▸ Task description
Repeat every line of the material, character for character.
___
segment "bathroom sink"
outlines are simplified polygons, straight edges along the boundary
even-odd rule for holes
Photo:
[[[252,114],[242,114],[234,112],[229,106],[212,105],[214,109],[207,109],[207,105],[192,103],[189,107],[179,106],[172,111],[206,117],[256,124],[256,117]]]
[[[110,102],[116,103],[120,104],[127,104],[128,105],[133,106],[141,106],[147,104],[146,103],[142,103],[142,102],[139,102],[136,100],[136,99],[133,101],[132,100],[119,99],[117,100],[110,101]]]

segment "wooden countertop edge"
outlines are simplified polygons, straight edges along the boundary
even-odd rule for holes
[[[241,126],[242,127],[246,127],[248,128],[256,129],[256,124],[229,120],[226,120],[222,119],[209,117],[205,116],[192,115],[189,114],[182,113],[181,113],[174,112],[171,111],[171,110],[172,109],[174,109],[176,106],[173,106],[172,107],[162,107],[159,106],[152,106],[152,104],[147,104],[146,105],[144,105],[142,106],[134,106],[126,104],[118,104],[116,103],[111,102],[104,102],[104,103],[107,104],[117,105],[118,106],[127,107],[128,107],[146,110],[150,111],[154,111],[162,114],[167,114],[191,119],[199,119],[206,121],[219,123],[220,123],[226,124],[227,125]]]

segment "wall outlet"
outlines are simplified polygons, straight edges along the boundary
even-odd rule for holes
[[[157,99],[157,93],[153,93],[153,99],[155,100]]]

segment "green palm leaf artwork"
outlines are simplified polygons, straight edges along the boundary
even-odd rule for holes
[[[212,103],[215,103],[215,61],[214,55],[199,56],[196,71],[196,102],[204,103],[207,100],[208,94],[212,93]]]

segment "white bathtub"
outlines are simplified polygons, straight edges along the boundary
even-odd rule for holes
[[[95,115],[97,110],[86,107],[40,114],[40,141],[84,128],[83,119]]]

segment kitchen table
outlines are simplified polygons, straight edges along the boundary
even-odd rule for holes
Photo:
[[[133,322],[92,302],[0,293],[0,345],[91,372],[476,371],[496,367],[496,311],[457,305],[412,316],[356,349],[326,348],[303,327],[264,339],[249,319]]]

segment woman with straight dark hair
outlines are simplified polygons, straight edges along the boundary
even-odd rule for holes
___
▸ Final answer
segment "bathroom sink"
outlines are simplified polygons, straight edges along the boundary
even-odd rule for holes
Photo:
[[[252,114],[242,114],[234,112],[229,106],[212,105],[214,109],[207,109],[207,105],[192,103],[189,107],[179,106],[172,111],[206,117],[256,124],[256,117]]]
[[[110,102],[116,103],[120,104],[127,104],[128,105],[133,106],[141,106],[147,104],[146,103],[142,103],[142,102],[139,102],[136,100],[136,99],[133,101],[132,100],[119,99],[117,100],[110,101]]]

segment "wooden countertop edge"
outlines are simplified polygons, straight edges along the boundary
even-odd rule for holes
[[[241,126],[242,127],[246,127],[248,128],[256,129],[256,124],[229,120],[226,120],[222,119],[209,117],[205,116],[192,115],[189,114],[182,113],[181,113],[174,112],[171,111],[171,110],[172,109],[174,109],[176,106],[173,106],[172,107],[162,107],[159,106],[152,106],[152,104],[147,104],[146,105],[144,105],[142,106],[134,106],[126,104],[118,104],[116,103],[111,102],[104,102],[104,103],[107,104],[117,105],[118,106],[127,107],[128,107],[146,110],[150,111],[154,111],[162,114],[167,114],[191,119],[199,119],[206,121],[219,123],[220,123],[226,124],[227,125]]]

segment "wall outlet"
outlines are simplified polygons, straight edges along the boundary
even-odd rule for holes
[[[157,99],[157,93],[153,93],[153,99],[155,100]]]

segment "green palm leaf artwork"
outlines are simplified polygons, straight edges along the boundary
even-odd rule for holes
[[[212,103],[215,103],[215,61],[214,55],[199,56],[196,71],[196,102],[204,103],[207,100],[208,94],[212,93]]]

segment "white bathtub"
outlines are simplified polygons, straight edges along the boundary
even-odd rule for holes
[[[95,115],[97,110],[86,107],[40,114],[40,141],[84,128],[83,119]]]

segment kitchen table
outlines are simplified polygons, straight edges along the boundary
even-odd rule for holes
Photo:
[[[133,322],[92,302],[0,293],[0,345],[91,372],[476,371],[496,367],[496,311],[457,305],[412,316],[356,349],[326,348],[303,327],[264,339],[249,319]]]

segment woman with straight dark hair
outlines are simplified polygons, straight edges along the boundary
even-odd rule for holes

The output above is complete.